[ENTRIES SHOWN start]

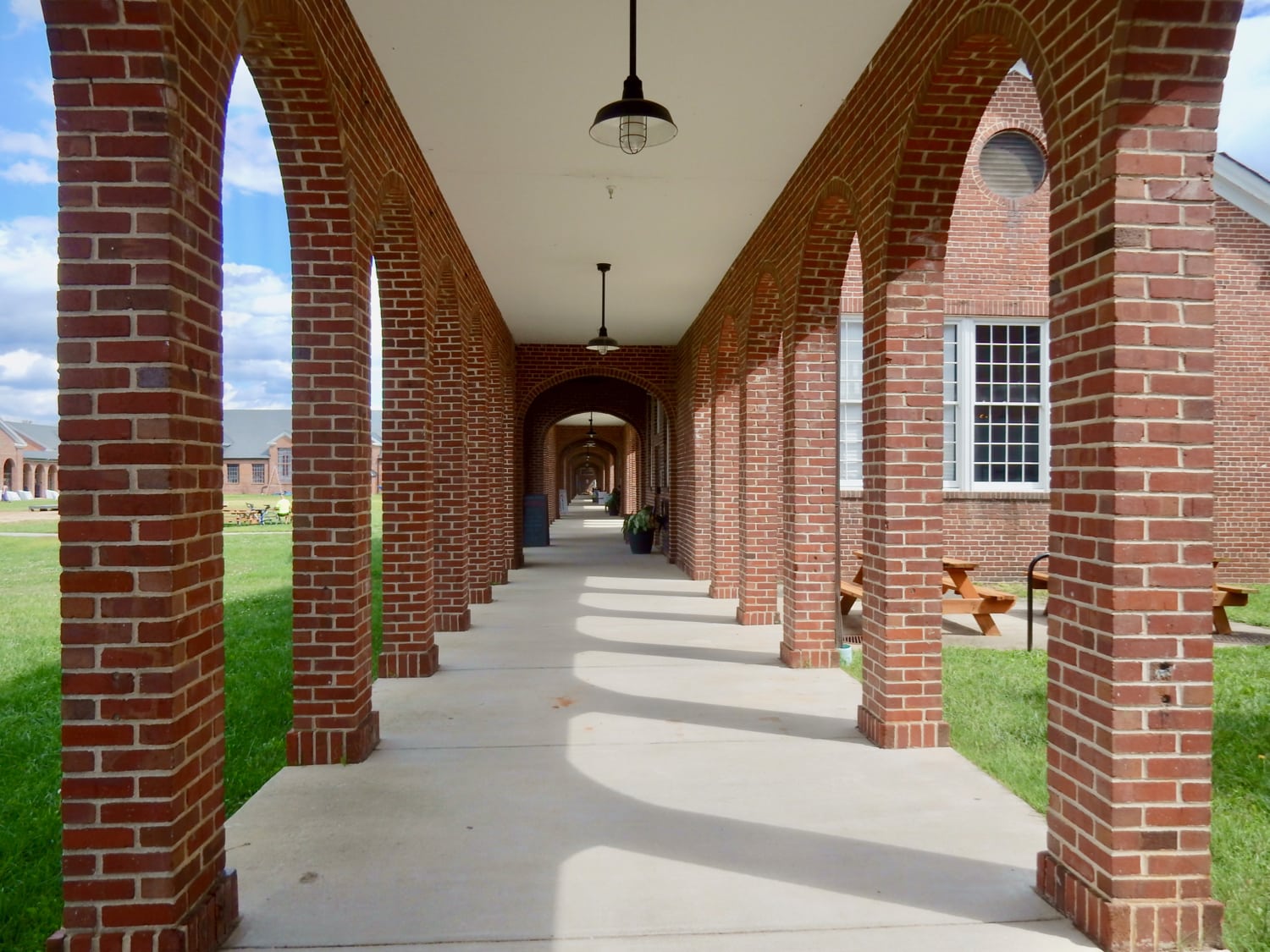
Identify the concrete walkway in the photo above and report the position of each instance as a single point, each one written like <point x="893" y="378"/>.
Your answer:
<point x="607" y="762"/>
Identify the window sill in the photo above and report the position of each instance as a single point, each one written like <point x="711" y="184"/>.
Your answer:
<point x="978" y="495"/>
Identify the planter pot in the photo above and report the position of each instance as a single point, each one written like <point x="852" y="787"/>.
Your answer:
<point x="642" y="542"/>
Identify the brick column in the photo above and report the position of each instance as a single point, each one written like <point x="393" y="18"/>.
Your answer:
<point x="480" y="446"/>
<point x="809" y="459"/>
<point x="701" y="462"/>
<point x="1130" y="601"/>
<point x="333" y="721"/>
<point x="726" y="470"/>
<point x="761" y="461"/>
<point x="450" y="464"/>
<point x="142" y="642"/>
<point x="505" y="447"/>
<point x="409" y="647"/>
<point x="903" y="531"/>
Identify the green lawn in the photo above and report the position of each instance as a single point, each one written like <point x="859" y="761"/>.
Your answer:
<point x="257" y="701"/>
<point x="1002" y="730"/>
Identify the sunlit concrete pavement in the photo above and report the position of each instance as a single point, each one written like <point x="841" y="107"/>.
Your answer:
<point x="607" y="762"/>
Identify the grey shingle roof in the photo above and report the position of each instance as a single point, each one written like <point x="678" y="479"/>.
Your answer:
<point x="248" y="433"/>
<point x="37" y="441"/>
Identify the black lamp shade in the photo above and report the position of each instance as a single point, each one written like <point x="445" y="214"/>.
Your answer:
<point x="632" y="122"/>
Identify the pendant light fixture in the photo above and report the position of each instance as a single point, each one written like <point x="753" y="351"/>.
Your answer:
<point x="632" y="122"/>
<point x="602" y="343"/>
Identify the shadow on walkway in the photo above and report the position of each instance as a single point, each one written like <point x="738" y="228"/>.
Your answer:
<point x="606" y="762"/>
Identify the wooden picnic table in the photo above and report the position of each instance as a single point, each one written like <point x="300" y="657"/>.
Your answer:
<point x="962" y="596"/>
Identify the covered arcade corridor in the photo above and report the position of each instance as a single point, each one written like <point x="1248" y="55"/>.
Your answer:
<point x="818" y="139"/>
<point x="611" y="763"/>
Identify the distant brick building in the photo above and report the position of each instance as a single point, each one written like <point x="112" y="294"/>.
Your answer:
<point x="1114" y="296"/>
<point x="28" y="454"/>
<point x="257" y="457"/>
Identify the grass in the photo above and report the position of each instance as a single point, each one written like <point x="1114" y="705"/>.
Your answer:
<point x="257" y="701"/>
<point x="995" y="703"/>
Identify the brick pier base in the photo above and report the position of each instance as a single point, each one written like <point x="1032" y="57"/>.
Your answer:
<point x="203" y="929"/>
<point x="898" y="735"/>
<point x="334" y="746"/>
<point x="409" y="664"/>
<point x="794" y="657"/>
<point x="461" y="621"/>
<point x="1119" y="926"/>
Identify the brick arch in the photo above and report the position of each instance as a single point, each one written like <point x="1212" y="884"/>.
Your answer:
<point x="903" y="345"/>
<point x="406" y="302"/>
<point x="761" y="454"/>
<point x="726" y="464"/>
<point x="594" y="371"/>
<point x="809" y="571"/>
<point x="573" y="454"/>
<point x="160" y="319"/>
<point x="451" y="487"/>
<point x="597" y="391"/>
<point x="332" y="713"/>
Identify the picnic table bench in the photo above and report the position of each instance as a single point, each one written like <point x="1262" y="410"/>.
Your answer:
<point x="240" y="517"/>
<point x="960" y="594"/>
<point x="1224" y="596"/>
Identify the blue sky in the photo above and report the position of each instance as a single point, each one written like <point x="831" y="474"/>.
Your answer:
<point x="257" y="287"/>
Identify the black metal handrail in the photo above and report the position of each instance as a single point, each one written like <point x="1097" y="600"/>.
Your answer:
<point x="1031" y="565"/>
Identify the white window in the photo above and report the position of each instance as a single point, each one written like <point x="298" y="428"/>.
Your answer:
<point x="996" y="404"/>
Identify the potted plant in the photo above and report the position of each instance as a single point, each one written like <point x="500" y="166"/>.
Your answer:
<point x="638" y="530"/>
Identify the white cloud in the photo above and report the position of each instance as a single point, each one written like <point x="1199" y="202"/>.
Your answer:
<point x="35" y="405"/>
<point x="27" y="13"/>
<point x="38" y="145"/>
<point x="1245" y="126"/>
<point x="27" y="367"/>
<point x="251" y="160"/>
<point x="28" y="317"/>
<point x="28" y="259"/>
<point x="30" y="173"/>
<point x="41" y="91"/>
<point x="257" y="327"/>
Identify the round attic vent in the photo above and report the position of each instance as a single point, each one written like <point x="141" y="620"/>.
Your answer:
<point x="1013" y="164"/>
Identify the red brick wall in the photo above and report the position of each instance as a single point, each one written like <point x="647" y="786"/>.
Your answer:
<point x="1127" y="273"/>
<point x="141" y="89"/>
<point x="1242" y="396"/>
<point x="554" y="381"/>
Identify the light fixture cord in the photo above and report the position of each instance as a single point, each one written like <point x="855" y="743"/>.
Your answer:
<point x="632" y="37"/>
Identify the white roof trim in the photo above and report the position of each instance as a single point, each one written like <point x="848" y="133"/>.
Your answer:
<point x="1241" y="187"/>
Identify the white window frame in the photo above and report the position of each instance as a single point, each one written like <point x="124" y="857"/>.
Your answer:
<point x="963" y="477"/>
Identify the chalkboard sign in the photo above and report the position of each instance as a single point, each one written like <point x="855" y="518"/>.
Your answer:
<point x="536" y="528"/>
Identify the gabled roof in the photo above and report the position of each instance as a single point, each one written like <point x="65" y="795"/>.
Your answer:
<point x="1242" y="187"/>
<point x="37" y="441"/>
<point x="251" y="433"/>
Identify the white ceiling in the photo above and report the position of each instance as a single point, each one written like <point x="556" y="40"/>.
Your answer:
<point x="584" y="419"/>
<point x="500" y="94"/>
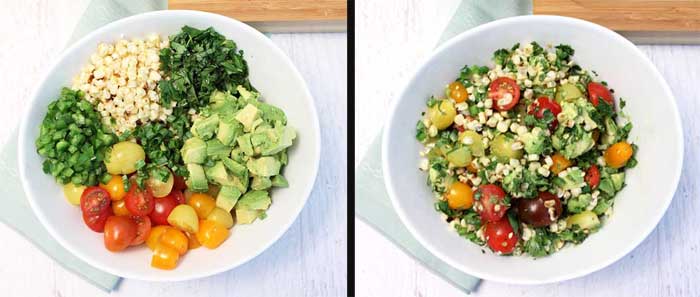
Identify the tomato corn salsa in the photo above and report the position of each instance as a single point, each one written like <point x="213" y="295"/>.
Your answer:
<point x="161" y="142"/>
<point x="527" y="155"/>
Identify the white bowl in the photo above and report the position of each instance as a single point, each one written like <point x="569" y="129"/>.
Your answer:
<point x="279" y="83"/>
<point x="638" y="208"/>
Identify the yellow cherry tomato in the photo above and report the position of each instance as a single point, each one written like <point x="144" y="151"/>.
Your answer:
<point x="164" y="257"/>
<point x="73" y="193"/>
<point x="119" y="208"/>
<point x="460" y="196"/>
<point x="559" y="163"/>
<point x="202" y="203"/>
<point x="458" y="92"/>
<point x="618" y="154"/>
<point x="115" y="188"/>
<point x="211" y="234"/>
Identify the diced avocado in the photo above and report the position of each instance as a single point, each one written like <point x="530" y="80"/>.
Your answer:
<point x="246" y="216"/>
<point x="259" y="200"/>
<point x="197" y="181"/>
<point x="264" y="166"/>
<point x="217" y="150"/>
<point x="279" y="181"/>
<point x="205" y="128"/>
<point x="227" y="198"/>
<point x="194" y="151"/>
<point x="618" y="180"/>
<point x="245" y="144"/>
<point x="247" y="116"/>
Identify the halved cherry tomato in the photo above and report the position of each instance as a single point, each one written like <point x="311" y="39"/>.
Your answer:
<point x="163" y="207"/>
<point x="598" y="90"/>
<point x="458" y="92"/>
<point x="94" y="201"/>
<point x="593" y="176"/>
<point x="139" y="202"/>
<point x="543" y="103"/>
<point x="504" y="92"/>
<point x="491" y="204"/>
<point x="500" y="236"/>
<point x="120" y="231"/>
<point x="143" y="229"/>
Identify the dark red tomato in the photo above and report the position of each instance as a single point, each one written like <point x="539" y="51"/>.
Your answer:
<point x="597" y="90"/>
<point x="95" y="201"/>
<point x="499" y="88"/>
<point x="143" y="229"/>
<point x="119" y="232"/>
<point x="163" y="207"/>
<point x="500" y="236"/>
<point x="542" y="104"/>
<point x="97" y="222"/>
<point x="490" y="203"/>
<point x="536" y="211"/>
<point x="593" y="176"/>
<point x="139" y="202"/>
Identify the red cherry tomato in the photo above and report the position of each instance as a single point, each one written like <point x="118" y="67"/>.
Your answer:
<point x="543" y="103"/>
<point x="500" y="236"/>
<point x="597" y="90"/>
<point x="120" y="231"/>
<point x="491" y="205"/>
<point x="139" y="202"/>
<point x="95" y="201"/>
<point x="499" y="88"/>
<point x="143" y="229"/>
<point x="163" y="207"/>
<point x="593" y="176"/>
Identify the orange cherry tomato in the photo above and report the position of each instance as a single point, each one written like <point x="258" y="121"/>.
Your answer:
<point x="460" y="196"/>
<point x="202" y="203"/>
<point x="164" y="257"/>
<point x="559" y="163"/>
<point x="115" y="188"/>
<point x="211" y="234"/>
<point x="458" y="92"/>
<point x="618" y="154"/>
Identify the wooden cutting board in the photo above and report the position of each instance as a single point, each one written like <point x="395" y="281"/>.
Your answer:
<point x="277" y="15"/>
<point x="642" y="21"/>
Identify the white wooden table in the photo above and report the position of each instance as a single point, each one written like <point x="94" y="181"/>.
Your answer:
<point x="392" y="37"/>
<point x="33" y="34"/>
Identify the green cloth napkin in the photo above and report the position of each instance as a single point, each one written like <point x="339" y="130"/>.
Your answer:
<point x="372" y="203"/>
<point x="16" y="212"/>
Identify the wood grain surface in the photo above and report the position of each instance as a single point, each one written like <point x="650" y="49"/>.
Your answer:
<point x="664" y="265"/>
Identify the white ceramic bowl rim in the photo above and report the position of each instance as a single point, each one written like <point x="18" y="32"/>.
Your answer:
<point x="53" y="230"/>
<point x="522" y="20"/>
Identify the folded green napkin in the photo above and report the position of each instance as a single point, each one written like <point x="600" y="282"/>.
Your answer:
<point x="16" y="212"/>
<point x="372" y="203"/>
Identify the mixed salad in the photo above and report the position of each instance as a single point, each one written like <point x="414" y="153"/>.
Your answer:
<point x="166" y="142"/>
<point x="526" y="156"/>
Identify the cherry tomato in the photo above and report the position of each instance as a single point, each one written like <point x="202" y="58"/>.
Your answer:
<point x="164" y="257"/>
<point x="491" y="204"/>
<point x="459" y="196"/>
<point x="616" y="155"/>
<point x="211" y="234"/>
<point x="536" y="211"/>
<point x="543" y="103"/>
<point x="120" y="231"/>
<point x="143" y="229"/>
<point x="598" y="90"/>
<point x="163" y="207"/>
<point x="139" y="202"/>
<point x="593" y="176"/>
<point x="504" y="92"/>
<point x="458" y="92"/>
<point x="94" y="201"/>
<point x="500" y="236"/>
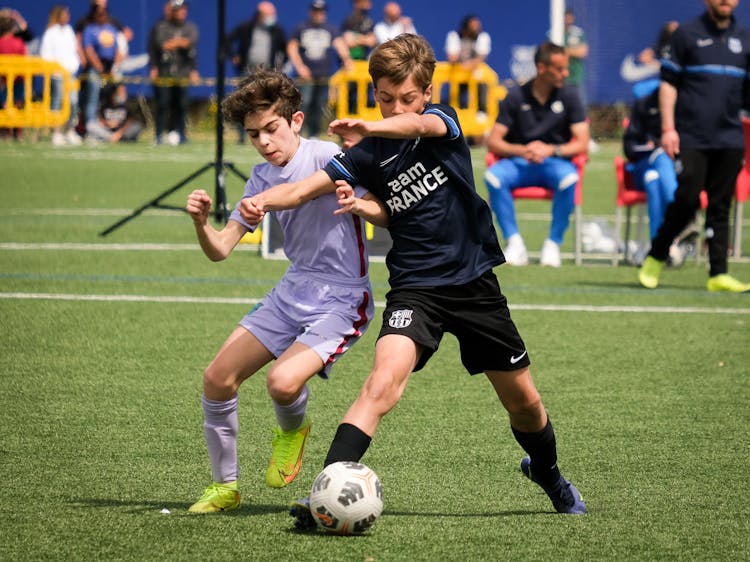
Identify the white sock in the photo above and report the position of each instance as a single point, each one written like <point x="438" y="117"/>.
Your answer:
<point x="292" y="415"/>
<point x="220" y="427"/>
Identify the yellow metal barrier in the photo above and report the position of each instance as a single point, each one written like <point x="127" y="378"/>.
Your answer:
<point x="460" y="86"/>
<point x="33" y="113"/>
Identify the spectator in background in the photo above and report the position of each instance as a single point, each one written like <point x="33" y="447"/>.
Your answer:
<point x="91" y="85"/>
<point x="541" y="126"/>
<point x="11" y="44"/>
<point x="578" y="50"/>
<point x="653" y="170"/>
<point x="21" y="28"/>
<point x="469" y="46"/>
<point x="650" y="59"/>
<point x="703" y="89"/>
<point x="312" y="50"/>
<point x="102" y="55"/>
<point x="357" y="30"/>
<point x="393" y="23"/>
<point x="59" y="44"/>
<point x="115" y="122"/>
<point x="255" y="42"/>
<point x="651" y="55"/>
<point x="173" y="59"/>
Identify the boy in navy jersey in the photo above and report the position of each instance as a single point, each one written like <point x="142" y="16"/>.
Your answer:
<point x="417" y="163"/>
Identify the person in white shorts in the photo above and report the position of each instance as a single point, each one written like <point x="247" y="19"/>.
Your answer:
<point x="321" y="306"/>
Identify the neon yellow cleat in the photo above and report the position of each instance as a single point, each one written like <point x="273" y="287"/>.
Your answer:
<point x="727" y="284"/>
<point x="286" y="459"/>
<point x="217" y="497"/>
<point x="649" y="273"/>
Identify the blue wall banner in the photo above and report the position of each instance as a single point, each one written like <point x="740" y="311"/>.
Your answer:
<point x="616" y="30"/>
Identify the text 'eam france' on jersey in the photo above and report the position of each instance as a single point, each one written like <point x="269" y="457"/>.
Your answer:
<point x="316" y="241"/>
<point x="441" y="229"/>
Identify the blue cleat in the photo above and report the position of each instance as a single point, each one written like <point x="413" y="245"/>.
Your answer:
<point x="303" y="518"/>
<point x="565" y="497"/>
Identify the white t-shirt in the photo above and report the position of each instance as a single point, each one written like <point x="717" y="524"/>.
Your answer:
<point x="59" y="44"/>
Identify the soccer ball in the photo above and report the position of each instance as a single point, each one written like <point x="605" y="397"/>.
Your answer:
<point x="346" y="498"/>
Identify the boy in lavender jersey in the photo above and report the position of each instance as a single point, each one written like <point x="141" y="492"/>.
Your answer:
<point x="321" y="306"/>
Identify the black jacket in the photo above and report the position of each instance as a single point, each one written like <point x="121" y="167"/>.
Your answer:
<point x="241" y="37"/>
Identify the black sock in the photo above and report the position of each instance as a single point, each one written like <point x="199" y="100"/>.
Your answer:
<point x="542" y="449"/>
<point x="349" y="444"/>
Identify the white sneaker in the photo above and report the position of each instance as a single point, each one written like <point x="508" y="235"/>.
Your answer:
<point x="72" y="137"/>
<point x="550" y="254"/>
<point x="515" y="251"/>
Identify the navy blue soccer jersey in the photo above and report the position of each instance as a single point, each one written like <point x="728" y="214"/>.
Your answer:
<point x="527" y="120"/>
<point x="442" y="231"/>
<point x="709" y="67"/>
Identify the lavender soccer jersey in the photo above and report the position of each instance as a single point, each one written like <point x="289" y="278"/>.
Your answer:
<point x="316" y="241"/>
<point x="324" y="300"/>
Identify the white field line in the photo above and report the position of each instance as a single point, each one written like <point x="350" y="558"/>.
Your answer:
<point x="380" y="304"/>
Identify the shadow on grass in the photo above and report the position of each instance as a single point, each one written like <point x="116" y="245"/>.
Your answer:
<point x="181" y="508"/>
<point x="176" y="508"/>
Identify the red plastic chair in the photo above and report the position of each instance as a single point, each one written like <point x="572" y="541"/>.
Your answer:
<point x="627" y="198"/>
<point x="543" y="193"/>
<point x="741" y="192"/>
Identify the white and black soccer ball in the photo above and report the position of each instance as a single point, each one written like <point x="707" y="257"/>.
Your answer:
<point x="346" y="498"/>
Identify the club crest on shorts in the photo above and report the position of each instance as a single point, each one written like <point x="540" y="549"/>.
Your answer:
<point x="400" y="318"/>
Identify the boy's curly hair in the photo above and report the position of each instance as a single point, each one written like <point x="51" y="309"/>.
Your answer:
<point x="404" y="56"/>
<point x="261" y="90"/>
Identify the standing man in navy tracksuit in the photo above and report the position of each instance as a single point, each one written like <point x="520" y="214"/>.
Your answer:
<point x="704" y="81"/>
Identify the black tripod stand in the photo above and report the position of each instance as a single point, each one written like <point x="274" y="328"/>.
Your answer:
<point x="219" y="165"/>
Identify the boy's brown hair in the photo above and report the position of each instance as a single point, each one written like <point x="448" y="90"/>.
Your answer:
<point x="405" y="55"/>
<point x="262" y="90"/>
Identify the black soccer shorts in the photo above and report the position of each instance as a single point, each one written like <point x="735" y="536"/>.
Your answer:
<point x="476" y="313"/>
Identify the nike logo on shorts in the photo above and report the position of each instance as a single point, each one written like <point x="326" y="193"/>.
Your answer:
<point x="514" y="360"/>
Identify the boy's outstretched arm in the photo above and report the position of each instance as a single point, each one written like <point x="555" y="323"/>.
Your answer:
<point x="286" y="196"/>
<point x="217" y="245"/>
<point x="368" y="207"/>
<point x="403" y="126"/>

[ENTRIES SHOWN end]

Print everything in the listing from the line containing "Identify the black soccer" down through the end of the listing, reproducing each line exactly.

Identify the black soccer shorts in the photo above and report the position of each instance as a single point, each one written like <point x="735" y="536"/>.
Your answer:
<point x="476" y="313"/>
Identify the nike logo on shorts in the photo above and report the position of each instance as a single point, each one written like <point x="326" y="193"/>.
Your answer:
<point x="514" y="360"/>
Identify the boy's outstretched arm in the photo above and report the position of each instance as a single point, each one written like <point x="555" y="323"/>.
Your answer:
<point x="286" y="196"/>
<point x="217" y="245"/>
<point x="368" y="207"/>
<point x="403" y="126"/>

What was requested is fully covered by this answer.